SET EXERCISE: Can you turn everything from the start of the rows down through the line containing "Outline every instance of the <item>stadium" into a JSON list of strings, with one string per line and blank lines left out?

DATA PROVIDED:
_ _ _

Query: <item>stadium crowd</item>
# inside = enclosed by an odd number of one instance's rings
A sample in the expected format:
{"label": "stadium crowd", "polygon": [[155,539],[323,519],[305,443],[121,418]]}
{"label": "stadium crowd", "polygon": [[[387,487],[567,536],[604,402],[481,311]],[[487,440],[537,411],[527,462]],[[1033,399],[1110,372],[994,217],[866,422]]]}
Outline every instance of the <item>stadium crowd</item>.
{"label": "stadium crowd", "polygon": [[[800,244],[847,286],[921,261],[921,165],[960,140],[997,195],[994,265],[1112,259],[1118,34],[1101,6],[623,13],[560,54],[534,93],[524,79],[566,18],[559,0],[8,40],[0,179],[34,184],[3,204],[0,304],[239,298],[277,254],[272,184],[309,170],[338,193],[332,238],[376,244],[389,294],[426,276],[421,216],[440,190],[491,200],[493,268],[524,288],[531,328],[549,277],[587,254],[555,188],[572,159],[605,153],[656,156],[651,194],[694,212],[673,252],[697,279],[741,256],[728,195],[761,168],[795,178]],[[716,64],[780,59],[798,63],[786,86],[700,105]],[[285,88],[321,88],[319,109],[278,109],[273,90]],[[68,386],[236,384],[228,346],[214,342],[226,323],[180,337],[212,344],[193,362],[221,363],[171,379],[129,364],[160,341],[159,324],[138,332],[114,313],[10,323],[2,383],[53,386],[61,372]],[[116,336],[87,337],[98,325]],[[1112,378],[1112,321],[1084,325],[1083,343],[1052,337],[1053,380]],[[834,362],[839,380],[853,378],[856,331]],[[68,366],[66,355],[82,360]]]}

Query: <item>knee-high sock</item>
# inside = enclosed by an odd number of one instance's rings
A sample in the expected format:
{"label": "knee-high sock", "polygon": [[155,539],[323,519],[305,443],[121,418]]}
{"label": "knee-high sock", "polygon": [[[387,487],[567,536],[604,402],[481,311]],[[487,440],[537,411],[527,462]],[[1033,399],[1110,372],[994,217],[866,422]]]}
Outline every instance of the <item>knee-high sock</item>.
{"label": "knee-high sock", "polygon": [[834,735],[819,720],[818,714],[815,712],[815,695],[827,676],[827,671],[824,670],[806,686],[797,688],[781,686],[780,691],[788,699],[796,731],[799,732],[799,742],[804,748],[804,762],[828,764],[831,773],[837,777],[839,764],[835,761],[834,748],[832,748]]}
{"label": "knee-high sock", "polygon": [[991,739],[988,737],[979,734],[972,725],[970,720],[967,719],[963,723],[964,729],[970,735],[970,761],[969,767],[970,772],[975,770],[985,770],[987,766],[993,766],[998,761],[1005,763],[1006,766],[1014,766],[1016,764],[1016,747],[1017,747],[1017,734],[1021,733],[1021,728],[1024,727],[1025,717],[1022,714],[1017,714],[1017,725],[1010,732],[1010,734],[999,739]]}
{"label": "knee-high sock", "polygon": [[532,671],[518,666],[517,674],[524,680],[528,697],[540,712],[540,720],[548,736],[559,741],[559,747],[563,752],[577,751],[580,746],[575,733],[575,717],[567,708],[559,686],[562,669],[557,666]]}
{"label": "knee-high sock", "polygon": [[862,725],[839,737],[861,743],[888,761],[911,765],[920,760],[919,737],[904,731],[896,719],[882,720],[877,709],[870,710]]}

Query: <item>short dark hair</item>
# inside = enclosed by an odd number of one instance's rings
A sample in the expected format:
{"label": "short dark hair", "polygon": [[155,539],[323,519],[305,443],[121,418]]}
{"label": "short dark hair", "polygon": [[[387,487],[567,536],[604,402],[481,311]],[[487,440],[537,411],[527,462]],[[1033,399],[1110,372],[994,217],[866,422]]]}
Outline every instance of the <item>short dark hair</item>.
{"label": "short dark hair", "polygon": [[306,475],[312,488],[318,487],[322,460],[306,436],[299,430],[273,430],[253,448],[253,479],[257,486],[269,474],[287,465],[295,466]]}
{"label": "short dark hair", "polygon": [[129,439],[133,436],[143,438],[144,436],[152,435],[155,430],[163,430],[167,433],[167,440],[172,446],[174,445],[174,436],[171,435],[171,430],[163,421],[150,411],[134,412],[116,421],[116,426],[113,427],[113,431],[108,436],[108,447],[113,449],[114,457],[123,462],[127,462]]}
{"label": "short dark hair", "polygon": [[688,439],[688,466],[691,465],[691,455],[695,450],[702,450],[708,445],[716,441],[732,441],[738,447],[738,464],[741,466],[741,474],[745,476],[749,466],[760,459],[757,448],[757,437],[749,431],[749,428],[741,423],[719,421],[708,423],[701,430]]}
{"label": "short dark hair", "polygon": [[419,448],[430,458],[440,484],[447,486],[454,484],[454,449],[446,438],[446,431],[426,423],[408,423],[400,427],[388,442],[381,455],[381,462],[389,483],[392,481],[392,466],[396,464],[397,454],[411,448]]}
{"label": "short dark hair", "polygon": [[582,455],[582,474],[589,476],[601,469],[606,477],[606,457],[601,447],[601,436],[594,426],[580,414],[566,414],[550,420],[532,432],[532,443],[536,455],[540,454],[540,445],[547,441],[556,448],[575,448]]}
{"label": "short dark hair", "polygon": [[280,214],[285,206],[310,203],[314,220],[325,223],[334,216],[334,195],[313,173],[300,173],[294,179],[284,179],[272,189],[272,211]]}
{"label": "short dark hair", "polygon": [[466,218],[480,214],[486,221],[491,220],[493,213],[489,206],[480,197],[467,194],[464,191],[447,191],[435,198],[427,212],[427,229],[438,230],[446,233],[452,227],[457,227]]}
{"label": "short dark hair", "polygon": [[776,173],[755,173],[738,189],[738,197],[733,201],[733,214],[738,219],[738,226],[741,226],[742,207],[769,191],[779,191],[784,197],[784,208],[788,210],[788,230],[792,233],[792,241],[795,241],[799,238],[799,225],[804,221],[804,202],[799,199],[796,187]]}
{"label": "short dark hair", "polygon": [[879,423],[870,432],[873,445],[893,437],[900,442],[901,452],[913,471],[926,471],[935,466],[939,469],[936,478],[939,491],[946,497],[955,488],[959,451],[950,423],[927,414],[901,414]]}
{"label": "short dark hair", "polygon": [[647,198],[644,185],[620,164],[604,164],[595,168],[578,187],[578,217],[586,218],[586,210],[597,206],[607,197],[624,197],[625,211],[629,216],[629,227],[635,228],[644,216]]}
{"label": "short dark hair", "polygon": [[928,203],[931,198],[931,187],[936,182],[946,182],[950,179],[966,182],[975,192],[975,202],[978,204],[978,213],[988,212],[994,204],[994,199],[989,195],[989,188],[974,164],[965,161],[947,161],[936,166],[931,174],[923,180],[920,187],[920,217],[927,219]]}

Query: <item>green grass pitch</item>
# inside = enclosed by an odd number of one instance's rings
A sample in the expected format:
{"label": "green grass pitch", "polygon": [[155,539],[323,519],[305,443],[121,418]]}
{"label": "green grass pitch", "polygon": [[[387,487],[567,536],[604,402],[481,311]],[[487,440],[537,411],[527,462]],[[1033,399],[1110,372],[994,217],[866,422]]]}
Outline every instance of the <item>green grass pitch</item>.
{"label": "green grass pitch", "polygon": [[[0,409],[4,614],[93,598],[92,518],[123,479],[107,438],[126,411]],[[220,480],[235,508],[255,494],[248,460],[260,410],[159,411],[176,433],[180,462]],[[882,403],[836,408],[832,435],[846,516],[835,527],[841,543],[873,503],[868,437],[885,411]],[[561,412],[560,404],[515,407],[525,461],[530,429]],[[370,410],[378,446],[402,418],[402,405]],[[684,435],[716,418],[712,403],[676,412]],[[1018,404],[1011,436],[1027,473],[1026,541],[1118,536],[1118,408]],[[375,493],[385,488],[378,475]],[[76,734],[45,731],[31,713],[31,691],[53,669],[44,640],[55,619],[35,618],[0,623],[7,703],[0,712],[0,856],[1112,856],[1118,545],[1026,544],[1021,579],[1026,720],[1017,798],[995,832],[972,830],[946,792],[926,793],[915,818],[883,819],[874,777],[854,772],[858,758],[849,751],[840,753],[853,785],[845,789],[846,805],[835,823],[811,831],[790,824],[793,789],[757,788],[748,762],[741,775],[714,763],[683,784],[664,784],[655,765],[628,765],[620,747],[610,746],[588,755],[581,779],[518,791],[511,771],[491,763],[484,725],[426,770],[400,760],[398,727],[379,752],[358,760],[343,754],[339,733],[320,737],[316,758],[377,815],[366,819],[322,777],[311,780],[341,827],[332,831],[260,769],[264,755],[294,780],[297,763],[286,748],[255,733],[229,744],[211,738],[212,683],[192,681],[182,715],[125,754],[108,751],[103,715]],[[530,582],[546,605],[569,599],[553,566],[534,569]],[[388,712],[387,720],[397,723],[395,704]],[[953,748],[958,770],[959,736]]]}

_ _ _

SOLVED EXERCISE:
[
  "Query: <item>stadium crowd</item>",
  "# inside = enclosed by an odd number of one instance's rings",
  "A sample in the expected format:",
  "{\"label\": \"stadium crowd\", \"polygon\": [[155,539],[323,519],[305,443],[121,418]]}",
  "{\"label\": \"stadium crowd\", \"polygon\": [[[387,487],[567,536],[604,402],[481,311]],[[487,440],[537,411],[527,462]],[[1033,399],[1110,372],[994,217],[866,422]]]}",
  "Outline every instance of the <item>stadium crowd</item>."
]